__Problem__: Find every line in the entries below that contains the word "glove", and copy each of those lines in full.
--- Start ---
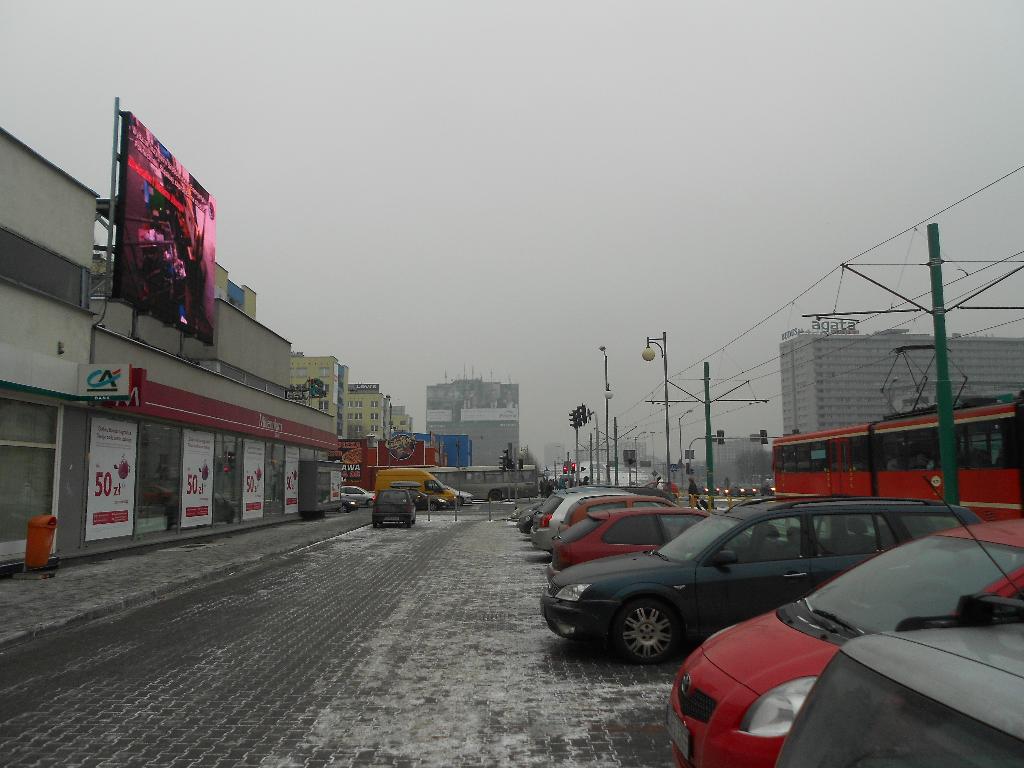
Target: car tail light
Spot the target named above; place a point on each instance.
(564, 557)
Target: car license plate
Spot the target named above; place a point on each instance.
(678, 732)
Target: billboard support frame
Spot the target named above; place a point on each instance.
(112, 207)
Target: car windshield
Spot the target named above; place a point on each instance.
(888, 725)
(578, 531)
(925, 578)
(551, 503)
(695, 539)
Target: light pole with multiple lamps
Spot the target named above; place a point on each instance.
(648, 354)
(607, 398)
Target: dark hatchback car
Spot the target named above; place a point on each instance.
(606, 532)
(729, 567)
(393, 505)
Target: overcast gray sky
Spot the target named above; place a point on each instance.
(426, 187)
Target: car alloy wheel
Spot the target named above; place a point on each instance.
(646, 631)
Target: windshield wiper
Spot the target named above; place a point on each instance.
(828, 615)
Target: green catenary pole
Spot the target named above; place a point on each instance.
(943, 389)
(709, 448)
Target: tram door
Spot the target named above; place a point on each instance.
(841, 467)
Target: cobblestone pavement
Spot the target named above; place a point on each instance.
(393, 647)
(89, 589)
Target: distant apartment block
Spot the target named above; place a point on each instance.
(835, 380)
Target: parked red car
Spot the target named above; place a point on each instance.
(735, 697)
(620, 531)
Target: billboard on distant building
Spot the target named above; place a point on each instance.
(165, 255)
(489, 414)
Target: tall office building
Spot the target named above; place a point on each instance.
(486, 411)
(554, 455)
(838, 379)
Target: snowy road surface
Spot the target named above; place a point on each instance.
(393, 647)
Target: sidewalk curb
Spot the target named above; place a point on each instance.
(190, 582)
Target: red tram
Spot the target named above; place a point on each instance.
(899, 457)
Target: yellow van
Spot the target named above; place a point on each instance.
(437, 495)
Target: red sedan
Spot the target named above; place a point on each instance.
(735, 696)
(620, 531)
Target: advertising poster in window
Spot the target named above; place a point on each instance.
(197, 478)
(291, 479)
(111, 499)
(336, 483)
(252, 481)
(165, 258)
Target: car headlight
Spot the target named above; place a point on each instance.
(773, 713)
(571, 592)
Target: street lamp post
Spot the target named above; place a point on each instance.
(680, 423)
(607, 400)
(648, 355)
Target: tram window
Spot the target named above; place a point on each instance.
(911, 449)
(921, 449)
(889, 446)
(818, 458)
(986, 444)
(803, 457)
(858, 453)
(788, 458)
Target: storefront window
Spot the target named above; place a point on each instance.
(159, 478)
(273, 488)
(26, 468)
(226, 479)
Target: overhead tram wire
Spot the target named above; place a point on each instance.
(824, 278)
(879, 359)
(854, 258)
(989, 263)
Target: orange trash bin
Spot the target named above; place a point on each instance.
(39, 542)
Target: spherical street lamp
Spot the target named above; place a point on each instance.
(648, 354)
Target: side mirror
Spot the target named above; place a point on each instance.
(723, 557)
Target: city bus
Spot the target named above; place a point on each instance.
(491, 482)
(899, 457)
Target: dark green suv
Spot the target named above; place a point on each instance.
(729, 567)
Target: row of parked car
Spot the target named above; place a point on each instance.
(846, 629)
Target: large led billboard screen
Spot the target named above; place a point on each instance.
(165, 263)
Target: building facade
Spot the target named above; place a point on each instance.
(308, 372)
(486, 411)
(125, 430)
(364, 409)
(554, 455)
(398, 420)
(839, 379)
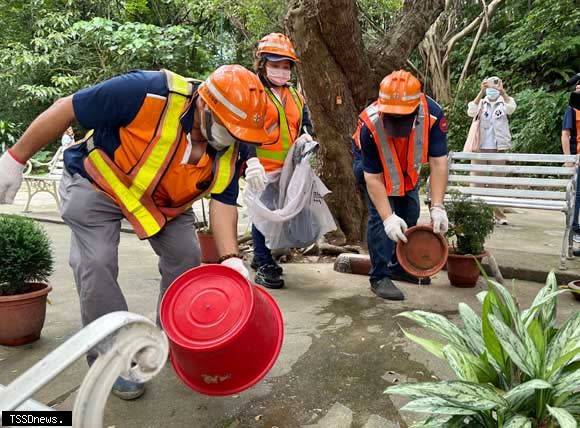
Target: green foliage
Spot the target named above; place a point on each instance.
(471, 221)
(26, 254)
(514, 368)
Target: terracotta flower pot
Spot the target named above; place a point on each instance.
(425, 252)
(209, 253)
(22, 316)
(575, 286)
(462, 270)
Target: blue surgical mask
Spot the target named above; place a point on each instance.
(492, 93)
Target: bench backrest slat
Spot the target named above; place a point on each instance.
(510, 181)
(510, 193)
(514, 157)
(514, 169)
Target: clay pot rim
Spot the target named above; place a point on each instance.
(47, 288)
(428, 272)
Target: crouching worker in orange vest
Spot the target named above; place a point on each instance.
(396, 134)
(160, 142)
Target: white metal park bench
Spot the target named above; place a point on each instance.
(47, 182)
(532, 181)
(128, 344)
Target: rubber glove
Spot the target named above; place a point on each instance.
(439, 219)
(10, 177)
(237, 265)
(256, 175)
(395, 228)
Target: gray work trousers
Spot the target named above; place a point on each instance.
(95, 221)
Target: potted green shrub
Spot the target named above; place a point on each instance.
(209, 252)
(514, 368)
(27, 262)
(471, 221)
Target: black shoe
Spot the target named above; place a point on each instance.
--- End ---
--- Start ---
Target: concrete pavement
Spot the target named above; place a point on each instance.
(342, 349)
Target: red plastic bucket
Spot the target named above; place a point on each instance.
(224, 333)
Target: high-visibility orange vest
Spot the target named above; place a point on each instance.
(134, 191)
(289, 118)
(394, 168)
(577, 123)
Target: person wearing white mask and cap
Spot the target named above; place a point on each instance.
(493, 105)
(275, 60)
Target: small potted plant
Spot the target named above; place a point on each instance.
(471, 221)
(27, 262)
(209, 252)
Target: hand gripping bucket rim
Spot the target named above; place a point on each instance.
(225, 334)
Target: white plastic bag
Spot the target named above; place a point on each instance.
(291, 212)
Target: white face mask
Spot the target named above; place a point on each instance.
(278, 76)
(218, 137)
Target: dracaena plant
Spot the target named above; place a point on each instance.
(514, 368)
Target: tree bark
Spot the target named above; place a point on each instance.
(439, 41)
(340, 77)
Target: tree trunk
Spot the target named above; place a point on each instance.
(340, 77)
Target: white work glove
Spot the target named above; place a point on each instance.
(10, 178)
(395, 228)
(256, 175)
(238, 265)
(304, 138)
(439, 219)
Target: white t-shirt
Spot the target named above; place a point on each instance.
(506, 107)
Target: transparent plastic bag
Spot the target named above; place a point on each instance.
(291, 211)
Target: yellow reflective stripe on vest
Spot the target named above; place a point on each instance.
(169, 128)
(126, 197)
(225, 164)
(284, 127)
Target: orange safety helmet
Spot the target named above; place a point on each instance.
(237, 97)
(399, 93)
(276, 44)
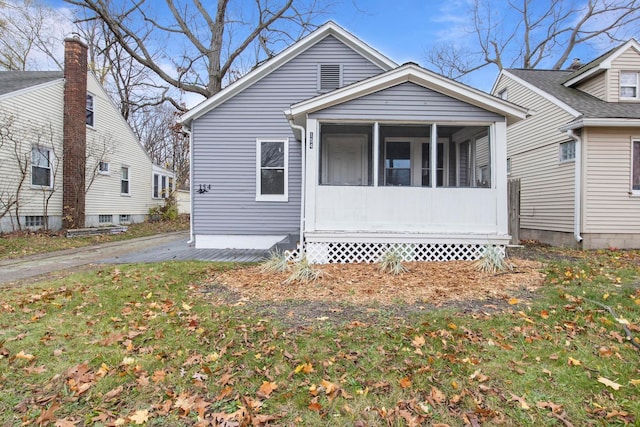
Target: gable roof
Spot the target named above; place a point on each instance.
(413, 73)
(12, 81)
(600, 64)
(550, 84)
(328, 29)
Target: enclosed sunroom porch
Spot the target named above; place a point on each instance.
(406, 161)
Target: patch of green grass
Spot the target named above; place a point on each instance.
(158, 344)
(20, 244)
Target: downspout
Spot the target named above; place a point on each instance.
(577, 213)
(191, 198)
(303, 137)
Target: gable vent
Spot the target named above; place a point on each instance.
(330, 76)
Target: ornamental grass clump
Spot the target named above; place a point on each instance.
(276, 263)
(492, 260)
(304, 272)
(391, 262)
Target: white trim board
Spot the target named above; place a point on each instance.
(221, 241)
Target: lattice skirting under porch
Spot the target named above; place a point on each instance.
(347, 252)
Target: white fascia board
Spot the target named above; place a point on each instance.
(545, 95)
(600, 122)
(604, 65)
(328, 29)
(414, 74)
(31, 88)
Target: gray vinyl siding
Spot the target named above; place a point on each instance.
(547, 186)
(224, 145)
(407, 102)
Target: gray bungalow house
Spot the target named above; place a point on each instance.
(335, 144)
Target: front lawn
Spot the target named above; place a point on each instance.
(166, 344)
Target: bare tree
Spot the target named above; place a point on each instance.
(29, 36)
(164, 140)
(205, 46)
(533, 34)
--- End ---
__Right answer__:
Target: rubber glove
Target: white work glove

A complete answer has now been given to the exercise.